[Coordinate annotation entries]
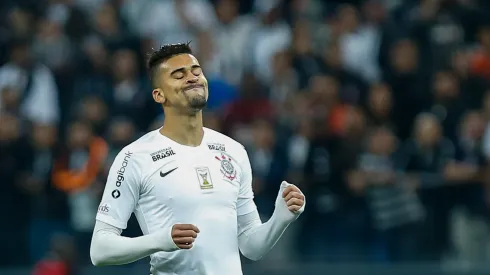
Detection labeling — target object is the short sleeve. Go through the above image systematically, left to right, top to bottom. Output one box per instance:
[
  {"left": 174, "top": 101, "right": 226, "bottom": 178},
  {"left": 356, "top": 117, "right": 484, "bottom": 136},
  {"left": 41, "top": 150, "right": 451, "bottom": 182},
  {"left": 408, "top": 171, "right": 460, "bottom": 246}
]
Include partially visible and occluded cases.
[
  {"left": 96, "top": 148, "right": 141, "bottom": 229},
  {"left": 237, "top": 148, "right": 257, "bottom": 216}
]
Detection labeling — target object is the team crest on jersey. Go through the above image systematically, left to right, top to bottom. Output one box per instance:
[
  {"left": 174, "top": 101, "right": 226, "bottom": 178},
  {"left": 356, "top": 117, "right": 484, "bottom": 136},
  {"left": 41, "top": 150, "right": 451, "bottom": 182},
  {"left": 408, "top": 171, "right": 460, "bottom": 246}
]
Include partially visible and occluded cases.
[
  {"left": 208, "top": 143, "right": 226, "bottom": 152},
  {"left": 215, "top": 154, "right": 236, "bottom": 181},
  {"left": 196, "top": 167, "right": 213, "bottom": 189}
]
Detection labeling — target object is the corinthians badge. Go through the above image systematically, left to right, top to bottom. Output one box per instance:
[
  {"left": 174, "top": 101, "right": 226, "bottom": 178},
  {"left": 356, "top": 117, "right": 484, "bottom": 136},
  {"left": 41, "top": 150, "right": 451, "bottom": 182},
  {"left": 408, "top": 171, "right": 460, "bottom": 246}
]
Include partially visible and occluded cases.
[{"left": 215, "top": 154, "right": 236, "bottom": 180}]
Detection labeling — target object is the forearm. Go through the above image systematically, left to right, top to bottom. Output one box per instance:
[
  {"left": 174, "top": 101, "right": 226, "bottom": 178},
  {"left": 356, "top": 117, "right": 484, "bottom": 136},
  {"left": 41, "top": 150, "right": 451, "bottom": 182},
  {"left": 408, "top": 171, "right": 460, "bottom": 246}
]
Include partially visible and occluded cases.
[
  {"left": 238, "top": 211, "right": 290, "bottom": 261},
  {"left": 90, "top": 221, "right": 175, "bottom": 266}
]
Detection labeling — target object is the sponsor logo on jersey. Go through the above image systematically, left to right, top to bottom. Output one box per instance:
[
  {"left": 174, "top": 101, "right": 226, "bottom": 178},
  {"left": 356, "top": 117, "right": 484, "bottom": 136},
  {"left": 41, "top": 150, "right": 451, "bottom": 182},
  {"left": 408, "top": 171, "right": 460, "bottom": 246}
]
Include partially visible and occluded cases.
[
  {"left": 208, "top": 143, "right": 226, "bottom": 152},
  {"left": 150, "top": 147, "right": 175, "bottom": 162},
  {"left": 111, "top": 151, "right": 133, "bottom": 199},
  {"left": 116, "top": 152, "right": 133, "bottom": 187},
  {"left": 215, "top": 153, "right": 236, "bottom": 181},
  {"left": 160, "top": 167, "right": 179, "bottom": 178},
  {"left": 111, "top": 189, "right": 121, "bottom": 199},
  {"left": 97, "top": 203, "right": 111, "bottom": 215}
]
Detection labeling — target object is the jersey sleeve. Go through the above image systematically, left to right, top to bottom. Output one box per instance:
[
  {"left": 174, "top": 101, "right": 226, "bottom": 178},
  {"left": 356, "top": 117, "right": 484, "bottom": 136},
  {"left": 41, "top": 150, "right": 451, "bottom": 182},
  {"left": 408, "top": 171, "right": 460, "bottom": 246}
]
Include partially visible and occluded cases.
[
  {"left": 96, "top": 148, "right": 141, "bottom": 229},
  {"left": 237, "top": 148, "right": 257, "bottom": 216}
]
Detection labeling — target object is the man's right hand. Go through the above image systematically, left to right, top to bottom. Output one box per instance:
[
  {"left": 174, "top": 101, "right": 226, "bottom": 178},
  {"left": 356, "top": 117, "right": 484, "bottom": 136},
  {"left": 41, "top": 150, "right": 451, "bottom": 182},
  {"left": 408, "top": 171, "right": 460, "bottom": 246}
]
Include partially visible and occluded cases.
[{"left": 172, "top": 224, "right": 199, "bottom": 249}]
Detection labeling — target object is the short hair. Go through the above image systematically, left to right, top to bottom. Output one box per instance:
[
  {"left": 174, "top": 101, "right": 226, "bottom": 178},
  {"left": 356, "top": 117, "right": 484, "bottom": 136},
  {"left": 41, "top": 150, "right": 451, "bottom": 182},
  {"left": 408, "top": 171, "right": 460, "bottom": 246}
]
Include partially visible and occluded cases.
[{"left": 147, "top": 41, "right": 192, "bottom": 87}]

■ Challenge ■
Pick out every line of the entries above that contains the string "short", and copy each one. Case counts.

■ The output ■
Detection labeling — target object is the short sleeve. Go through the above image systematically, left to right, top to bottom. Output one box per instance:
Detection labeling — target object is the short hair. Go through the above image systematically, left to right, top to bottom. Output one box per instance:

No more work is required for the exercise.